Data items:
## Begin

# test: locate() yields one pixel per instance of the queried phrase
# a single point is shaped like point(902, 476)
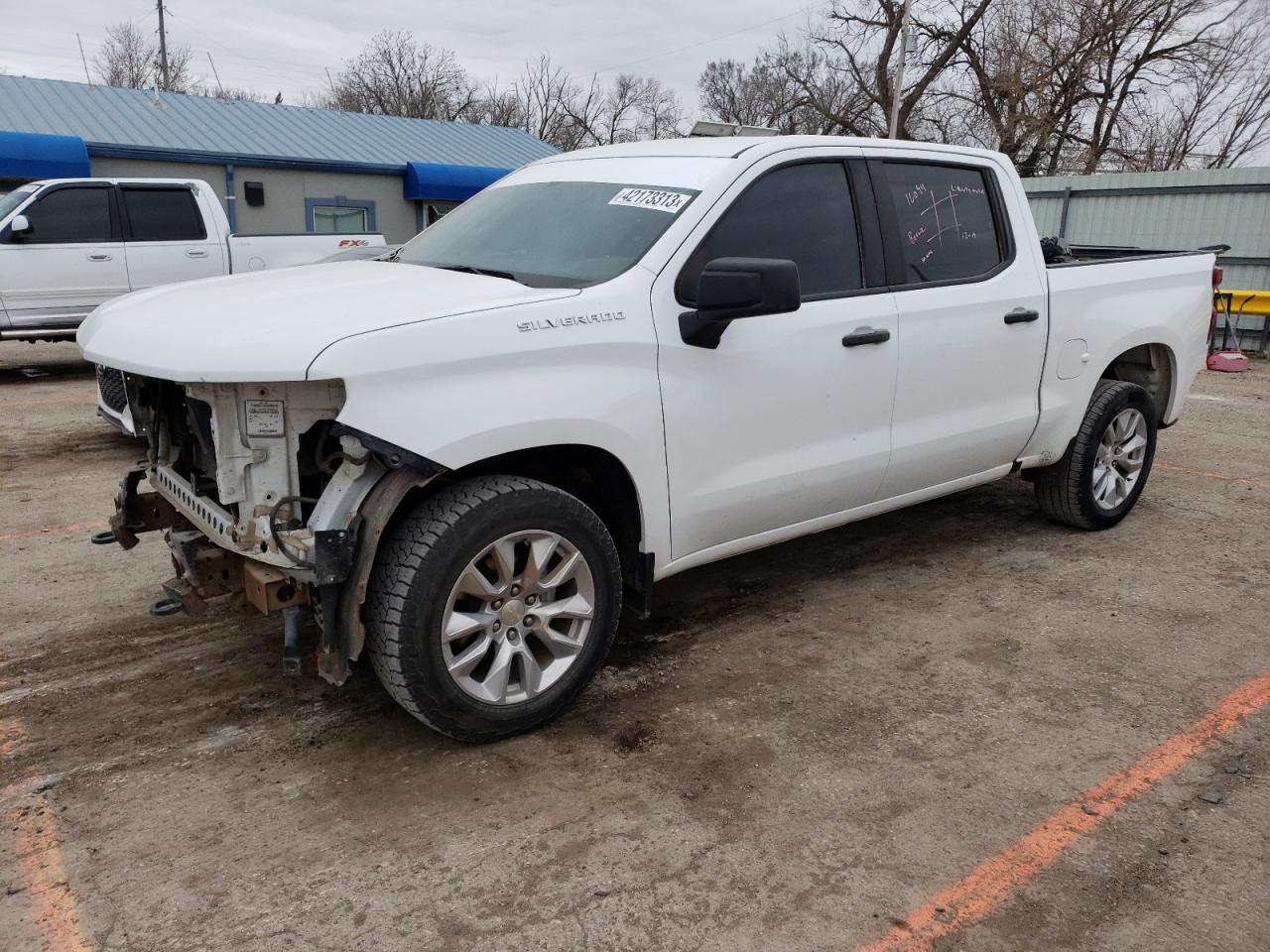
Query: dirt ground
point(797, 749)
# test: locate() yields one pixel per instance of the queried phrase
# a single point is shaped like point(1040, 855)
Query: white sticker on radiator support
point(651, 198)
point(264, 417)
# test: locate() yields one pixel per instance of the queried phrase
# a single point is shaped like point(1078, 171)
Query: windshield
point(550, 234)
point(14, 198)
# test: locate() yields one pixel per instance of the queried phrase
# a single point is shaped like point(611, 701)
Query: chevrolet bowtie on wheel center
point(616, 365)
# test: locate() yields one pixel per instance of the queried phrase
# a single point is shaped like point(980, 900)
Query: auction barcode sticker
point(651, 198)
point(264, 417)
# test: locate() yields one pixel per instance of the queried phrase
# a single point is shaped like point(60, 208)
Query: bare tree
point(397, 75)
point(1065, 85)
point(128, 58)
point(758, 94)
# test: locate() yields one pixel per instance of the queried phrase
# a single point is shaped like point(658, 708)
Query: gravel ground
point(798, 748)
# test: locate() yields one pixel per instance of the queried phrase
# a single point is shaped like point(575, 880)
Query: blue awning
point(30, 155)
point(448, 182)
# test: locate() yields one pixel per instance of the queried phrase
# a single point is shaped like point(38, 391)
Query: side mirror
point(730, 289)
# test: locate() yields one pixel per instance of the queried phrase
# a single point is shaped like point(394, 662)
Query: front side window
point(70, 214)
point(10, 200)
point(163, 214)
point(552, 234)
point(947, 226)
point(802, 213)
point(335, 220)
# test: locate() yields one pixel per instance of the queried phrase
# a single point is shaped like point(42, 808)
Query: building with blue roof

## End

■ **Task description**
Reproduce each record above by retyping it exactly; omit all images.

■ **Task solution**
# test: locate() yields one pixel per instance of the queried phrase
# a single point is shaped like point(902, 476)
Query: dirt ground
point(797, 749)
# test: locate() yields one pixel per instance of the queried phrase
# a single point is shaped like point(1040, 855)
Query: white sticker on radiator support
point(651, 198)
point(264, 417)
# test: locate() yields one pixel per instance of the queried phrase
# a single point is shaped like point(1078, 171)
Query: windshield
point(550, 234)
point(14, 198)
# test: locate() yields one pixel per instance of the queried phrase
# a single point is shaped like point(611, 701)
Query: chevrolet bowtie on wheel center
point(616, 365)
# test: locate() yields one pixel per instance of the queried phrase
# a single point is shaped like point(980, 900)
Query: auction barcode sticker
point(651, 198)
point(264, 417)
# test: locate() yields one pixel per instance of the queried phrase
# a single point is shaped like point(60, 208)
Query: bare tree
point(397, 75)
point(1065, 85)
point(128, 58)
point(758, 94)
# test: locate() yields one pixel per instance of the queried phrase
# a single point is shaped like point(658, 708)
Query: gravel ground
point(798, 748)
# test: locate() yields one pixel per instance of the queried phrase
# a single point is shaped like point(575, 880)
Query: blue awning
point(30, 155)
point(448, 182)
# test: locate() yields one pixel per instance of the queried phrase
# a single point is shaped like point(38, 391)
Query: side mirror
point(730, 289)
# test: locate() yields one pixel per instance of the queried phrase
# a single point is shaped like point(394, 662)
Query: front side window
point(70, 214)
point(10, 200)
point(163, 214)
point(552, 234)
point(947, 226)
point(802, 213)
point(335, 220)
# test: locate() yields one pixel per instance of the queried phrase
# a single point is shaped like point(42, 808)
Query: building with blue roof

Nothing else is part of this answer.